*THE TASK:*
Reproduce the data from the line with "identify the graphic" to the line with "[[1285, 324]]", changing every "pin" to "marker" and leaving everything else intact.
* Begin SOURCE RECORDS *
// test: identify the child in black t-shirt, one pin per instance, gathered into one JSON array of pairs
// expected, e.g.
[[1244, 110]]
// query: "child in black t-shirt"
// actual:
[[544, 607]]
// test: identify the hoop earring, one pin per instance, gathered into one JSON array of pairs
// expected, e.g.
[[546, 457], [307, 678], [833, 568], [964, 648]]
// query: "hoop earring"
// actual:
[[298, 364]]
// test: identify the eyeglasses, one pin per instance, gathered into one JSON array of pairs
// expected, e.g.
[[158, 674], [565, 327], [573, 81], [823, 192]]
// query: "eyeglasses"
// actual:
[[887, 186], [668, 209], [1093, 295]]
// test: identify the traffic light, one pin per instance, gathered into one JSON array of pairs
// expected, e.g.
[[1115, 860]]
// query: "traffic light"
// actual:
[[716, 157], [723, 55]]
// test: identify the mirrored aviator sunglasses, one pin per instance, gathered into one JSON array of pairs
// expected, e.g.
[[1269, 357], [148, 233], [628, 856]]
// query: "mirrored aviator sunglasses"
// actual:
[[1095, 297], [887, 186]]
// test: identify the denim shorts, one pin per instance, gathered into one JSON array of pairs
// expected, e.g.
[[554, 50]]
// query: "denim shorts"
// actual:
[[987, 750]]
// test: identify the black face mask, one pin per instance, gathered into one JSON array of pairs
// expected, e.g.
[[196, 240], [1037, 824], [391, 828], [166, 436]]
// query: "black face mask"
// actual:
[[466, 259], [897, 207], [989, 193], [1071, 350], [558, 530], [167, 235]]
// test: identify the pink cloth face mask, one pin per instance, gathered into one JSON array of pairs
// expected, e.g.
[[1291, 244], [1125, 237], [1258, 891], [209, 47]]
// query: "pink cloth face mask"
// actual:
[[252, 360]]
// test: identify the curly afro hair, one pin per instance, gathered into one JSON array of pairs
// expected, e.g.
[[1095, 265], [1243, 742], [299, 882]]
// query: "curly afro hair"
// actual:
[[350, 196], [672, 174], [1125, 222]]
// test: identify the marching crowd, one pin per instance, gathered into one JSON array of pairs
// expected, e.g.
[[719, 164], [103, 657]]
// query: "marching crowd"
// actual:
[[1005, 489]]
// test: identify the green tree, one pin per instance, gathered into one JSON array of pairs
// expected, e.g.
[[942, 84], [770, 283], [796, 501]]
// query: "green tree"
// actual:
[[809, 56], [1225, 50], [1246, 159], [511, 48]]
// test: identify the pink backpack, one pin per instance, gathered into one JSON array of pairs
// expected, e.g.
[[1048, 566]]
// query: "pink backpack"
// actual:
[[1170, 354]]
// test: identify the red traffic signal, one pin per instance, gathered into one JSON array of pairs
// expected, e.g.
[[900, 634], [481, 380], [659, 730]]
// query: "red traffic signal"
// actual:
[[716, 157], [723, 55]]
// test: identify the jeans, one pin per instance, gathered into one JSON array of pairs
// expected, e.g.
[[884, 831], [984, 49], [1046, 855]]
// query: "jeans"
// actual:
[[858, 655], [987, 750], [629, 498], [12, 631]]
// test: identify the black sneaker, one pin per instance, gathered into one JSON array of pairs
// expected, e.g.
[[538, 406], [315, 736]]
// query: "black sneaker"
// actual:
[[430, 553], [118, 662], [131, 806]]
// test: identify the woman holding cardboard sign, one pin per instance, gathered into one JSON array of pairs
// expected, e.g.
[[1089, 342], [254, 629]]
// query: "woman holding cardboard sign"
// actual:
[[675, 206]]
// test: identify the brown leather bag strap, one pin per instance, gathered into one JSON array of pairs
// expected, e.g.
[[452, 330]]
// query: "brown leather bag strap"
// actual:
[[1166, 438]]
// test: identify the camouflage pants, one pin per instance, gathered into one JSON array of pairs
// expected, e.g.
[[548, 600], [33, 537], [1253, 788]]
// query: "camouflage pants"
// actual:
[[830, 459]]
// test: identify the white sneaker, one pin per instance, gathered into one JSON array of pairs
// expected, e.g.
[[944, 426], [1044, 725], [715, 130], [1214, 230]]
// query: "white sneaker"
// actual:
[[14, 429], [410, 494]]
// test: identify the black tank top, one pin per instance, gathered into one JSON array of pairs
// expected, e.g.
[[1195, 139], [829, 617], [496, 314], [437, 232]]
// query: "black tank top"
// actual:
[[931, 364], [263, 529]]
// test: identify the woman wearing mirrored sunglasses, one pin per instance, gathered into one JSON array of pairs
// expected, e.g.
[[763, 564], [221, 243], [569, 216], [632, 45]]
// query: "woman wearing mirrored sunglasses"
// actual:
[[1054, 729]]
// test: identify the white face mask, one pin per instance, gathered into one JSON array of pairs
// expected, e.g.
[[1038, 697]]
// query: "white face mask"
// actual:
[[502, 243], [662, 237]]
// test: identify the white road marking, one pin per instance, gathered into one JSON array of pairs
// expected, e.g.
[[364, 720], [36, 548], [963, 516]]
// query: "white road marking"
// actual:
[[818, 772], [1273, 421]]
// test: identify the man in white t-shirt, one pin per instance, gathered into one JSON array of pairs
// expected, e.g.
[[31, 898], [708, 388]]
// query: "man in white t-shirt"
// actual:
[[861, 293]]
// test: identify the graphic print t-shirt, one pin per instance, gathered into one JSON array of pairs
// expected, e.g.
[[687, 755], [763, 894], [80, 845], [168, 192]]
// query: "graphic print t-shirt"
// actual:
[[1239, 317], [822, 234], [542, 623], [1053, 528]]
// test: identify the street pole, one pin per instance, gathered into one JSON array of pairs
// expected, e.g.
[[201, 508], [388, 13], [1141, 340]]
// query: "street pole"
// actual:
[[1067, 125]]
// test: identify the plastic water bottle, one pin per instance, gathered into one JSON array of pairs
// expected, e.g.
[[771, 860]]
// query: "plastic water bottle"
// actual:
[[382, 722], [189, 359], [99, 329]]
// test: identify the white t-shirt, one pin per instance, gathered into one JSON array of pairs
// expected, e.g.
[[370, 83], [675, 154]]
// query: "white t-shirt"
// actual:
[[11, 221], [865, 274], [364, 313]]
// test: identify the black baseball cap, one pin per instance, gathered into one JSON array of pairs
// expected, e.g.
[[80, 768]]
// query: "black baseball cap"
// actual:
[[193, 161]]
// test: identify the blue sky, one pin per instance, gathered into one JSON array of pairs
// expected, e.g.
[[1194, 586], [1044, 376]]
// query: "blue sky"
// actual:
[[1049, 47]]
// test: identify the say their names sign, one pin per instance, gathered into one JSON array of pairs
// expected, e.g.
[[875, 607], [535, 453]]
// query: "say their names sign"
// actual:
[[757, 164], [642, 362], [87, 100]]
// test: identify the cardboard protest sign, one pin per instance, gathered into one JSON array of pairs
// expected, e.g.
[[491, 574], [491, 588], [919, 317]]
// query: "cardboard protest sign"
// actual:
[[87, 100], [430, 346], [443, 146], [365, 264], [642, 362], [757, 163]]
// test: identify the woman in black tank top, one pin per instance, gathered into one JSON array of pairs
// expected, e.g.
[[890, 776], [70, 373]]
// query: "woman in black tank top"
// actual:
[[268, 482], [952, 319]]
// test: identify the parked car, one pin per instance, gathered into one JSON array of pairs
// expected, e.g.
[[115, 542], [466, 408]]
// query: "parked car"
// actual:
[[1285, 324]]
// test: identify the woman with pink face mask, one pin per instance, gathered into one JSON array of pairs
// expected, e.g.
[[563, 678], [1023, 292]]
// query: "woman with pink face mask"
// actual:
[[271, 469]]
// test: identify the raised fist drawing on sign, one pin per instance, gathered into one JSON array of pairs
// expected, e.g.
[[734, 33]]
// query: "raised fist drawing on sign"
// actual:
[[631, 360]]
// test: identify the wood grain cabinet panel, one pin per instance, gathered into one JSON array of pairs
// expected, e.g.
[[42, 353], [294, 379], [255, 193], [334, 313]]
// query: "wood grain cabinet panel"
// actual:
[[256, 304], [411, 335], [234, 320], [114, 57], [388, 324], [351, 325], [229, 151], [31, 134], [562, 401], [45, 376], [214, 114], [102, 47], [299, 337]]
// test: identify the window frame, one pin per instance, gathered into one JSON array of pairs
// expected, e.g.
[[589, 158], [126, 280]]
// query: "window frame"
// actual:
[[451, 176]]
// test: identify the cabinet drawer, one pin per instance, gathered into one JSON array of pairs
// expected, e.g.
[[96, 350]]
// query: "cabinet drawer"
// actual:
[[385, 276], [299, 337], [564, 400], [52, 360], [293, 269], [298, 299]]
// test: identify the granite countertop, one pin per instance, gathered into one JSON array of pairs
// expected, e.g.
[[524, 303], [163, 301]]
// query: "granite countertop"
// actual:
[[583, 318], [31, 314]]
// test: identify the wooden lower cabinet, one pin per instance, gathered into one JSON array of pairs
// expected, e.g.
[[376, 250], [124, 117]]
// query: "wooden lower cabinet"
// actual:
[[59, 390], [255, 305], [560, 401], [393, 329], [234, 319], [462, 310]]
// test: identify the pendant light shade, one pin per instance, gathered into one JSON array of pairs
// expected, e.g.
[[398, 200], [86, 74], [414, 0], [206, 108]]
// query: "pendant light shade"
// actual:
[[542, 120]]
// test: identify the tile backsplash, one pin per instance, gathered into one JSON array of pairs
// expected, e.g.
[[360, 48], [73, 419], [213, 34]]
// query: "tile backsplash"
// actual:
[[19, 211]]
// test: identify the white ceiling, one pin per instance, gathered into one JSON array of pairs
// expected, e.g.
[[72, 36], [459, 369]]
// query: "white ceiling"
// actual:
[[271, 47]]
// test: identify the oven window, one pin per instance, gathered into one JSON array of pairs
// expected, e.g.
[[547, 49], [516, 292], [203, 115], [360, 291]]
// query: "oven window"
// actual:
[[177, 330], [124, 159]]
* End SOURCE RECORDS *
*THE OUTPUT:*
// test: identify the graphic print t-shirt, one marker per instance, gathered into one JSON array of pairs
// expected, e.g.
[[687, 755], [763, 894], [80, 845], [168, 192]]
// query: "graphic print t-shirt"
// actual:
[[1239, 317], [822, 234], [542, 623], [1053, 528]]
// test: identify the street pole, one marker per instance, gathered into one JSON array of pairs
// expected, e.g.
[[201, 508], [388, 13], [1141, 340]]
// query: "street pole"
// actual:
[[1067, 125]]
// test: identify the plastic water bottle, one marker per instance, gathered into one JSON array of pairs
// expected, e.g.
[[771, 860]]
// query: "plastic water bottle"
// actual:
[[382, 722], [189, 359], [99, 329]]
// test: identify the white t-shirt, one marker per instance, gathered into one JSON array of pairs
// expected, e.g.
[[370, 83], [675, 154]]
// query: "white t-shirt"
// actual:
[[11, 221], [865, 274], [364, 313]]
// test: identify the black baseball cap, one marker per instance, gathered into one JSON array of pairs
// expected, e.g.
[[80, 768]]
// query: "black baseball cap"
// actual:
[[193, 161]]
// test: identify the blue sky, one marker per instance, gathered into one JSON array of pairs
// expected, e.g.
[[1194, 586], [1044, 376]]
// query: "blue sky"
// actual:
[[1049, 47]]
// test: identify the say their names sign, one marker per instance, gathered into one JSON array of pairs
// expected, e.g.
[[875, 607], [535, 453]]
// query: "say their names sign"
// actual:
[[757, 164], [642, 362], [87, 100]]
// test: identify the cardboard protest sign, one marker per instance, gathered into one JSON array of pairs
// expected, e.g.
[[491, 574], [491, 588], [919, 317]]
// query: "cardboard protest sign"
// actual:
[[87, 100], [430, 346], [443, 146], [365, 264], [642, 362], [757, 163]]
// test: identify the woman in black tank top, one marker per instance, gathered into one JSON array of pairs
// expected, e.g.
[[890, 776], [70, 373]]
// query: "woman in black tank top"
// actual:
[[268, 482], [952, 319]]
// test: identify the parked car, one marker per instance, gathered into one JSON array of pairs
// expected, e.g.
[[115, 542], [466, 408]]
// query: "parked car"
// actual:
[[1285, 324]]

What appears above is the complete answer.